## EXERCISE DETAILS:
Please pick out each line in the listing below that contains the string "photo", and copy those lines.

## DATASET EXTRACT:
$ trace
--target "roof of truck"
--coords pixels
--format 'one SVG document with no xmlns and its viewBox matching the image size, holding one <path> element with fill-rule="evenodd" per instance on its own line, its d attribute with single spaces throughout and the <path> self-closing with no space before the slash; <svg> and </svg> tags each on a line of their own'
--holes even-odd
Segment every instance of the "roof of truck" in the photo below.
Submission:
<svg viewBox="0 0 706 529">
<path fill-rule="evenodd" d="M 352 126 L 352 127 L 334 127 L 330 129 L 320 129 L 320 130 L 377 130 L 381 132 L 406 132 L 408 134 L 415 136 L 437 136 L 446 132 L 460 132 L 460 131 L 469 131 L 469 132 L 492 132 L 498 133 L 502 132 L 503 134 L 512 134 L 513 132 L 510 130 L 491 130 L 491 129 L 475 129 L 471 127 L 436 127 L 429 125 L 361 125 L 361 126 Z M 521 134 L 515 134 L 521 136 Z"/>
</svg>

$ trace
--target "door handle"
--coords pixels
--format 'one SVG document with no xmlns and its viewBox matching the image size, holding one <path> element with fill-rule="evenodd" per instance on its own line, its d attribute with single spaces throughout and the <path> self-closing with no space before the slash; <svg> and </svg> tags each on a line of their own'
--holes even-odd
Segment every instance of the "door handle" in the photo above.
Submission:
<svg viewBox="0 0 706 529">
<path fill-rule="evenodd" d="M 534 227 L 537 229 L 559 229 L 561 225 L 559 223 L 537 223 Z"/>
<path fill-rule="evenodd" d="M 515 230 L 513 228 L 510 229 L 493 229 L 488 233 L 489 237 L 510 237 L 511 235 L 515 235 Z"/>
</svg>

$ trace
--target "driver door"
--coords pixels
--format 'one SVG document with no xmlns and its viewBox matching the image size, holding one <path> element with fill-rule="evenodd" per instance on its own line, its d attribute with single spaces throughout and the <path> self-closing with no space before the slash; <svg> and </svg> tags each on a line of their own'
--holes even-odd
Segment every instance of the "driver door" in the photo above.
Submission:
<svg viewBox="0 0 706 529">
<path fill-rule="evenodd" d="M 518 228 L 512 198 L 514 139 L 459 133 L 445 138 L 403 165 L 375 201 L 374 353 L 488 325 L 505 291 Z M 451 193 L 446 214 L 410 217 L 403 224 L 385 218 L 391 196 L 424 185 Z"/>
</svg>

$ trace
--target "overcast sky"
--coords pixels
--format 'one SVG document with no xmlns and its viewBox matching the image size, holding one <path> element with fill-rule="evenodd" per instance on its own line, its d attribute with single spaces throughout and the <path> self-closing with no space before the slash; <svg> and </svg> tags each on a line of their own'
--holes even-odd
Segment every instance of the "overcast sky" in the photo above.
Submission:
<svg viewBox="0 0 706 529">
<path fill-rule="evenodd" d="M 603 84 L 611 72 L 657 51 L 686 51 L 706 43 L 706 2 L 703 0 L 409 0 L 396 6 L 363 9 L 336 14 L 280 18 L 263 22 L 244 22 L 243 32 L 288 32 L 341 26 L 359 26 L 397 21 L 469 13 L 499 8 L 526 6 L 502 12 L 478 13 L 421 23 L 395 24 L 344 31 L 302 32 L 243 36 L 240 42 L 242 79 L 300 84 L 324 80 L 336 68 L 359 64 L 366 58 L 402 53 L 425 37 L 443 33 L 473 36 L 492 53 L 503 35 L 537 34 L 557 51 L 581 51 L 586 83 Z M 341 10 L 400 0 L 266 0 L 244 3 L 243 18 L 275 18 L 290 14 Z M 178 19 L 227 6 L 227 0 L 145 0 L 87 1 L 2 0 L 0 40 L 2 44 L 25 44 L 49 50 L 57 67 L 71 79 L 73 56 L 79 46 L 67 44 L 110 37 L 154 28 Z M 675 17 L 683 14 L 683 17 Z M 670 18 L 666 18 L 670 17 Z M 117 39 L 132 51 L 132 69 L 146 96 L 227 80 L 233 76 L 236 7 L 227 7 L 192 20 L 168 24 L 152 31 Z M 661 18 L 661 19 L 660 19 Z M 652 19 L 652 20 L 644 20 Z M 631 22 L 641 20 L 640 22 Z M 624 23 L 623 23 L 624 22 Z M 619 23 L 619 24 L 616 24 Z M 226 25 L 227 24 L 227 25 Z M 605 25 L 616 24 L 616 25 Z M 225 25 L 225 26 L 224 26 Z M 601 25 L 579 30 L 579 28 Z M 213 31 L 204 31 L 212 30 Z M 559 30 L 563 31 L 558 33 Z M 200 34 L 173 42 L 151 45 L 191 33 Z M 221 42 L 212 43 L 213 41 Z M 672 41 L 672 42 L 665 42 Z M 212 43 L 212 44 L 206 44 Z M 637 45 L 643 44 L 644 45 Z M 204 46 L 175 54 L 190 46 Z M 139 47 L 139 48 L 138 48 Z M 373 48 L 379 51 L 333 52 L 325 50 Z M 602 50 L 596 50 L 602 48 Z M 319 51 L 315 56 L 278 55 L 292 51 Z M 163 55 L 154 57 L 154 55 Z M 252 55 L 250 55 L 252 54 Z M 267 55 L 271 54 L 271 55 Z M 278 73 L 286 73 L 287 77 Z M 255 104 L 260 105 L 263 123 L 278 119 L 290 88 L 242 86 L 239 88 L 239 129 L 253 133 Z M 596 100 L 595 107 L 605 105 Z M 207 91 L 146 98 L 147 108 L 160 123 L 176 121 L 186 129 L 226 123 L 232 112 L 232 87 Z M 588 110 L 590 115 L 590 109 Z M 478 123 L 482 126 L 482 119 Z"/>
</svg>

## WORKED SOLUTION:
Segment every instance of the "roof of truck" in the photo below.
Segment every instance of the "door handle" in the photo above.
Segment every instance of the "driver door" in the photo above.
Segment every instance of the "overcast sky" in the photo above.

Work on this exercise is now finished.